**REQUEST:** Switch "marker" to "pin" in the listing from its first line through the line containing "point(206, 20)", and return those lines with nothing else changed. Leave the pictures out.

**** AVAILABLE RECORDS

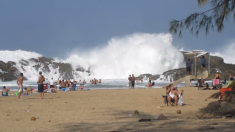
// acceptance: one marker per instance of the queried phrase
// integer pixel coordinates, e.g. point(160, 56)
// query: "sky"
point(55, 27)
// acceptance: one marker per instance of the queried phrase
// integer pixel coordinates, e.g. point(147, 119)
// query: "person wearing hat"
point(5, 91)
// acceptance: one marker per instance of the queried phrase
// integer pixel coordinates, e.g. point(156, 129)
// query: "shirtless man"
point(41, 79)
point(20, 85)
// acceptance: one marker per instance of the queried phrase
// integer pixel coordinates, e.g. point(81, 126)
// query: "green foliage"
point(206, 20)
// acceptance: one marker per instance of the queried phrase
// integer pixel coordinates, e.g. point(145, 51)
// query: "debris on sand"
point(160, 117)
point(178, 111)
point(144, 120)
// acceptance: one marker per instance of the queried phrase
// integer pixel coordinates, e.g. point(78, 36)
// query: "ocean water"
point(106, 84)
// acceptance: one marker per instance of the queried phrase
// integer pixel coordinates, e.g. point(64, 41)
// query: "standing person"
point(94, 81)
point(150, 82)
point(51, 83)
point(230, 77)
point(203, 62)
point(129, 78)
point(5, 91)
point(217, 75)
point(20, 85)
point(188, 66)
point(133, 81)
point(41, 79)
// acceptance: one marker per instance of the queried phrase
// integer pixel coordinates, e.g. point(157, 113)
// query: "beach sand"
point(108, 111)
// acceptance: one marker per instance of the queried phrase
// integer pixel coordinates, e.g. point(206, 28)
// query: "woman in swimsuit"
point(217, 75)
point(230, 76)
point(173, 94)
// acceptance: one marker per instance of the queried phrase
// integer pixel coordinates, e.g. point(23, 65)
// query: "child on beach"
point(25, 91)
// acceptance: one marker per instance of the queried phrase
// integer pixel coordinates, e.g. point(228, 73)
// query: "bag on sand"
point(180, 101)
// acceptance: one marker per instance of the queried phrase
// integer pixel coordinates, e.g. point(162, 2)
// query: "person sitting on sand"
point(5, 91)
point(173, 94)
point(207, 87)
point(25, 91)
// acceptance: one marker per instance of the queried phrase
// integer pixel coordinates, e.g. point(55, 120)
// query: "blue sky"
point(55, 27)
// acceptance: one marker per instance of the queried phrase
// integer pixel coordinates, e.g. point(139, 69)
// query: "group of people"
point(95, 81)
point(173, 94)
point(151, 84)
point(23, 91)
point(190, 62)
point(131, 80)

********

**ANSWER TO THE EXERCISE:**
// acceptance: one pin per instance of the queried phrase
// integer pixel coordinates, e.g. point(160, 56)
// query: "sky"
point(55, 27)
// acceptance: one pin per instance of the queried phrase
// integer pixel coordinates, e.g. point(147, 119)
// query: "person wearing hat"
point(5, 91)
// acceptance: one pin per instance of the queried phrase
// integer pixel coordinates, e.g. point(156, 129)
// query: "shirtless man"
point(41, 79)
point(20, 85)
// acceptance: one pin per instance of the queried phrase
// integer pixel coordinates, e.g. point(81, 126)
// query: "green foliage"
point(206, 20)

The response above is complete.